Data lines:
=======
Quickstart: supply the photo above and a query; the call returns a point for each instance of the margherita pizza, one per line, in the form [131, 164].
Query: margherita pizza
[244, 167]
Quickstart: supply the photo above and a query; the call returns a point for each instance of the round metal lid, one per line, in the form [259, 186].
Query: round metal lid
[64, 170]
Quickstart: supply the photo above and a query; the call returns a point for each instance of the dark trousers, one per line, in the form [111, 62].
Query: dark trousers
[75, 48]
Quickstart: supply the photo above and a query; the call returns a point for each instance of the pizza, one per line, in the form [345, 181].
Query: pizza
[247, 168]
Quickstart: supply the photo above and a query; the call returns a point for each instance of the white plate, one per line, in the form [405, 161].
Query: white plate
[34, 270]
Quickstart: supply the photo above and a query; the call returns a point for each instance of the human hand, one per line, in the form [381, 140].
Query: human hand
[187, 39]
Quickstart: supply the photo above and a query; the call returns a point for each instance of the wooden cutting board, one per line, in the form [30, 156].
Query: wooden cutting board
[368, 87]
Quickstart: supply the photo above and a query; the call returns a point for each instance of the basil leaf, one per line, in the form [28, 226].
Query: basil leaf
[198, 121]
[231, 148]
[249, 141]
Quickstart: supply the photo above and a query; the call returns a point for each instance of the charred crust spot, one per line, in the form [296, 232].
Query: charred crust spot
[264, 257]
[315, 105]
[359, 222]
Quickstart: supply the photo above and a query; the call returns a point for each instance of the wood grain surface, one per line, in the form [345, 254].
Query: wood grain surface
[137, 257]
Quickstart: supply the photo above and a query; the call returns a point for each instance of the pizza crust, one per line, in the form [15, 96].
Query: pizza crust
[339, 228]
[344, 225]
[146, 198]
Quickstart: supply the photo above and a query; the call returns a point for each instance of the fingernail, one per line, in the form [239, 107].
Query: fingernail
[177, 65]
=======
What is expected:
Please reproduce the items word for word, starting with the line that contains "form [15, 96]." and stopping after the last line of the items, with both of those lines included.

Task result:
Quickstart: supply the photo above and a query; the call returns a point for each instance of the pizza crust, one per line, in the form [15, 96].
Query: pizza crust
[339, 228]
[344, 225]
[146, 198]
Quickstart: supply the photo above and a query; the call returns a point for each instance of the fingernail, one per line, in the form [239, 107].
Query: fingernail
[177, 65]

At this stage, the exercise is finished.